**GIVEN TEXT**
────────────────────
Advertisement

Dom Amore’s Sunday Read: UConn-Big 12 momentum grows with Colorado move, big break for Husky knuckleballer

As the summer of Big 12 expansion moves on, all is quiet on neither the Eastern nor Western front.

Here’s what we know:

One shoe dropped at the end of this week, when the Big 12 presidents voted to extend an invitation to Colorado and that schools regents voted to accept, so there is one replacement for the departing schools, Texas and Oklahoma.

Obviously, the conference won’t stay at 13. Will the next shoe be Arizona? Or UConn? And will those be the last shoes? Things are developing pretty quickly, and while nothing is inevitable or imminent, there is a lot of activity on both sides and folks at UConn are sensing growing optimism on the part of the hierarchy.

Colorado, which had been in the conference during its Big Six, Big Eight and Big 12 eras, from 1947 until jumping to the Pac 12 in 2011, was the No.1 target for commissioner Brett Yormark and the conference’s presidents. On this there was unanimity, apparently.

Now that Yormark has done the job everyone wanted, one theory goes, he may be able to hold sway on what he wants next. The consensus out there is that Yormark is enamored of a coast-to-coast footprint, and of building the conference’s basketball profile high enough for a break-out TV deal if its own. UConn, the national champs on the men’s side and long running dynasty on the women’s side, holds a key for all that.

“I’m bullish on basketball,” Yormark told reporters at Big 12 Media Days earlier in July. “Everyone looks at it through the singular lens of what it means to the media deal. I look at it that way, too, but I also look at what basketball can do to create value in other parts of our enterprise.”

Member schools have reported to be skeptical, especially if other Pac 12 schools, namely Arizona, are willing to jump.
────────────────────
**WORK INSTRUCTIONS**
A) Reproduce the Big 12 expansion article from "Dom Amore’s Sunday" down to "Texas and Oklahoma.", substituting "offer" for "invitation" throughout.
B) Pick up the Big 12 expansion article where it stops, and continue it.
────────────────────
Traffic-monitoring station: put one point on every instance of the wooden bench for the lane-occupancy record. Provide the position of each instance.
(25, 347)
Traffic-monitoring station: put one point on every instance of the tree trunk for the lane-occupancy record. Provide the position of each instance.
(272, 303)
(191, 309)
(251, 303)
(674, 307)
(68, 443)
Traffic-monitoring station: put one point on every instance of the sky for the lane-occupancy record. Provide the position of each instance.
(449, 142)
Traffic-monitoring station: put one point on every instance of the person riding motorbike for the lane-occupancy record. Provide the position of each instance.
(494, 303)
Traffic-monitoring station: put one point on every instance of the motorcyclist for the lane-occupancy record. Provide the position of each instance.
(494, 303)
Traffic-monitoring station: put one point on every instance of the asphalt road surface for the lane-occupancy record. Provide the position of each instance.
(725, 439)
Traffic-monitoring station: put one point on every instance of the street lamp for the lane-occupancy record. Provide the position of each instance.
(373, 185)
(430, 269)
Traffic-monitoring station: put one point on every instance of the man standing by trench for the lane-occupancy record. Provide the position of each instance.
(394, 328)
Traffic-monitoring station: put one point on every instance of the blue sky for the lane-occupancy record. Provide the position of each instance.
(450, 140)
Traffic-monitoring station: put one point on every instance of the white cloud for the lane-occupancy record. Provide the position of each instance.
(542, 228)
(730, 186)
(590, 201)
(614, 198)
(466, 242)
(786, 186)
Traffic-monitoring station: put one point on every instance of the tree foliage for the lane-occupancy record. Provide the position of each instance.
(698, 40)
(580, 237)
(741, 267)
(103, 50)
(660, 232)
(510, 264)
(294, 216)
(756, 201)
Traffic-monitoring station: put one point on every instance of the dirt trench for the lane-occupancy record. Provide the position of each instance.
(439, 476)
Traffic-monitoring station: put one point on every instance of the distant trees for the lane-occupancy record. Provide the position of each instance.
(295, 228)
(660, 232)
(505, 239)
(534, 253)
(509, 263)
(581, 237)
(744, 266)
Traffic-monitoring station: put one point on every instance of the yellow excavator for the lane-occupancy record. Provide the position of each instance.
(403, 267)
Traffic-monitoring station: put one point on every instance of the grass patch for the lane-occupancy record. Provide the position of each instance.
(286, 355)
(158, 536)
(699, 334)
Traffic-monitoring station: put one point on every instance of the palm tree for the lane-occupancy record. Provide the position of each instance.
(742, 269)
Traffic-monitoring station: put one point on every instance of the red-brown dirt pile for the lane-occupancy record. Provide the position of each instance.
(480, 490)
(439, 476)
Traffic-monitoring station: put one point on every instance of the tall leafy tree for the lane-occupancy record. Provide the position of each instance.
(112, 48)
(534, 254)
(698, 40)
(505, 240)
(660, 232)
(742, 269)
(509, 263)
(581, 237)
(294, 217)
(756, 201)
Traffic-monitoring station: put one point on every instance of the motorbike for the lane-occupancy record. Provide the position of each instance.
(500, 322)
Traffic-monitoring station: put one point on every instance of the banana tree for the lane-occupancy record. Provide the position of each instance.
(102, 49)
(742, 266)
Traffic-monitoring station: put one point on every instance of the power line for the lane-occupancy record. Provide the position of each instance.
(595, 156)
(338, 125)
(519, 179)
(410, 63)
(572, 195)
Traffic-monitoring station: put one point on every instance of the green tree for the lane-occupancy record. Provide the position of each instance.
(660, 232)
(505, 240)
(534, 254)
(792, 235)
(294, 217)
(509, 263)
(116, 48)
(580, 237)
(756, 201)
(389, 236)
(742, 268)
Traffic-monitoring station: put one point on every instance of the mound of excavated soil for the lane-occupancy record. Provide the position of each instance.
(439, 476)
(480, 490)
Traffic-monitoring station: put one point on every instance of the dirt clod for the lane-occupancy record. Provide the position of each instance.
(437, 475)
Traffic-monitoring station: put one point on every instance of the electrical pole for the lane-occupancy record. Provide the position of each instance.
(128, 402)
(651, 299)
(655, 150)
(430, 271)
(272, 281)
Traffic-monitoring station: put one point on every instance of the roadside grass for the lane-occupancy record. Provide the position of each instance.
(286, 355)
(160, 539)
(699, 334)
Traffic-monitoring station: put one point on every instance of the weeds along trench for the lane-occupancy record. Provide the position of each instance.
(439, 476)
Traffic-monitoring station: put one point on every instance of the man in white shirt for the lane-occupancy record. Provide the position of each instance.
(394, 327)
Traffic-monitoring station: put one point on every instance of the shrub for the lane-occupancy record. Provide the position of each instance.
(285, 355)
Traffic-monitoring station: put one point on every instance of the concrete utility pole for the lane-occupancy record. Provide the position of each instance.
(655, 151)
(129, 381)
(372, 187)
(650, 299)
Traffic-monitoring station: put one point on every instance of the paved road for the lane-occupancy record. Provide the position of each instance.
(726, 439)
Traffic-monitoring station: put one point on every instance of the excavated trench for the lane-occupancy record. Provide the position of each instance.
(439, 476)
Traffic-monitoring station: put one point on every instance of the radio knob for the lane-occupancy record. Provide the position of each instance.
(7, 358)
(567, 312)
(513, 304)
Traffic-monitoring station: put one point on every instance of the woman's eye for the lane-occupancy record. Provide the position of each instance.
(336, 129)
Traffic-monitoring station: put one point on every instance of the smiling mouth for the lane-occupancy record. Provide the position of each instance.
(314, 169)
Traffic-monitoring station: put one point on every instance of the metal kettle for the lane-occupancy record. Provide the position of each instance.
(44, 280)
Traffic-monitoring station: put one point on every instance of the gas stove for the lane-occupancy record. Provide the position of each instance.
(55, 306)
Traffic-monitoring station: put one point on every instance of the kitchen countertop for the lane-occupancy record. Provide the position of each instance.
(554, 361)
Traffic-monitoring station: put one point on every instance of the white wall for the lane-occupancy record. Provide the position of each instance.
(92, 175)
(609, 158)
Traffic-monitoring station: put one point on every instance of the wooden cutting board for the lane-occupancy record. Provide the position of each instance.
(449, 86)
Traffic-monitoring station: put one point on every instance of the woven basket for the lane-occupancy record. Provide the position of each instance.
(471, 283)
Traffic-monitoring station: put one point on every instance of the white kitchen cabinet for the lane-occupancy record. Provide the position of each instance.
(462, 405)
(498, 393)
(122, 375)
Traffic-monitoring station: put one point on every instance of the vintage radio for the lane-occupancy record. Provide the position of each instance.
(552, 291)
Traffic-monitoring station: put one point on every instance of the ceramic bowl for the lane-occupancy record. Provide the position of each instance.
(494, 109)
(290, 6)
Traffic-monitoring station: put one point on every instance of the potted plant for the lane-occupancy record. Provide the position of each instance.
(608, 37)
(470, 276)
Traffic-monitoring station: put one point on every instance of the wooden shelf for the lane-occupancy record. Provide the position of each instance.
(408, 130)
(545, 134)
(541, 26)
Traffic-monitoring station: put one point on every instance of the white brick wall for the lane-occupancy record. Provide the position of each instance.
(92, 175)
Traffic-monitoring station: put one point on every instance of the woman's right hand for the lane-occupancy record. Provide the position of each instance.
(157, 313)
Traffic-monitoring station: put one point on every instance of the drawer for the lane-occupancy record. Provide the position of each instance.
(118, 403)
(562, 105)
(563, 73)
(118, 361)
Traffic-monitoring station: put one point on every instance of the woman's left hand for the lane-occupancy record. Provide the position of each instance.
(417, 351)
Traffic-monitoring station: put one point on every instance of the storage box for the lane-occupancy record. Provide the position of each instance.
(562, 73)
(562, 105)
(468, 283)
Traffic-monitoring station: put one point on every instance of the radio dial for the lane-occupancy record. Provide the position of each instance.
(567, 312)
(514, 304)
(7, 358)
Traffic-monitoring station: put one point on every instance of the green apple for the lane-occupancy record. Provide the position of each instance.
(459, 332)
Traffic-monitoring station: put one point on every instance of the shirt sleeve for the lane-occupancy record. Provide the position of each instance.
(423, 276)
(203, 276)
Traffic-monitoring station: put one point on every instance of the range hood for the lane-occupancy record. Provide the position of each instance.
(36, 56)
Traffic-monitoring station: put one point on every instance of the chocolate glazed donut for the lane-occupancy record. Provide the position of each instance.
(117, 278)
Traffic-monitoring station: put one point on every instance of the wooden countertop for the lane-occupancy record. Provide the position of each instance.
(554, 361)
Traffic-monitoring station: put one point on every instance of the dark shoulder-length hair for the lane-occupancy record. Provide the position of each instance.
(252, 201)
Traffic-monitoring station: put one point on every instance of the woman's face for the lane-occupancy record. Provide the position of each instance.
────────────────────
**ANSWERS FOR THIS EXERCISE**
A)
Dom Amore’s Sunday Read: UConn-Big 12 momentum grows with Colorado move, big break for Husky knuckleballer

As the summer of Big 12 expansion moves on, all is quiet on neither the Eastern nor Western front.

Here’s what we know:

One shoe dropped at the end of this week, when the Big 12 presidents voted to extend an offer to Colorado and that schools regents voted to accept, so there is one replacement for the departing schools, Texas and Oklahoma.

B)
Dom Amore: If Big 12 calls, UConn will have to choose between Big East love and Power Five money

If Arizona, which is still waiting to see what kind of TV deal the Pac 12 makes, follows the Buffaloes, then that’s 14 and could be it for the time being, at least for the summer of 2023. If Yormark and the Big 12 want to go to 16, UConn, along with other potential Pac 12 defectors, would be in play.

If the Pac 12 holds on to Arizona and all the schools it still has, UConn probably gets the Power 5 call it has coveted for so long. UConn’s football history would be a hard sell in the Big 12, but not impossible, Yormark evidently believes.

“As (expansion) relates to a school that’s a non-Power Five, if they create value and they align well with our goals and objectives, it’s a conversation we’ll consider having,” Yormark said, also during Big 12 Media Days.

The pros for UConn in leaving the Big East would be the chance to rake in $30-plus million per year in a power five TV deal (though it may be a few years before they would get the full share), vs. about $3 million it gets now. It would also move its football program from independent into a luxury home, without hurting basketball, as the old AAC affiliation did.

Dom Amore: As UConn celebrates a championship, Jim Mora can’t help but do some Power Five football dreaming

The cons: the loss of old rivalries and the conference tournament in Madison Square Garden, a much greater travel burden and the $30 million exit fee. But Yormark envisions major basketball events at the Garden if UConn is in the conference. There are fans, notably Sen. Chris Murphy, who have called for UConn to stay put, but, um, did we mention the $30 million plus? (Privately, more than one UConn coach as expressed incredulity over Murphy’s stance.)

As has been noted, UConn is not in the position it was in a few years ago. If no invitation comes, UConn is fine in the Big East, its basketball fairly secure for the next few years, but if this opportunity comes, UConn will have to say “yes.”

There’s no timetable on any of this, Yormark has said, but, hey, these things tend to happen during the summer and there is momentum. When something was in the air, Jim Calhoun would sometimes tell a reporter, “don’t take tomorrow off.”

More for your Sunday Read.

Knuckling over

One of those only-in-baseball stories came together this week for Devin Kirby, who had two effective seasons as a reliever at UConn (8-1, 4.04 ERA, 73 strikeouts in 75 1/3 innings. Kirby, a righthander, throws an unhittable knuckleball, but because it’s also uncatchable, he threw mostly fastballs and sliders for the Huskies.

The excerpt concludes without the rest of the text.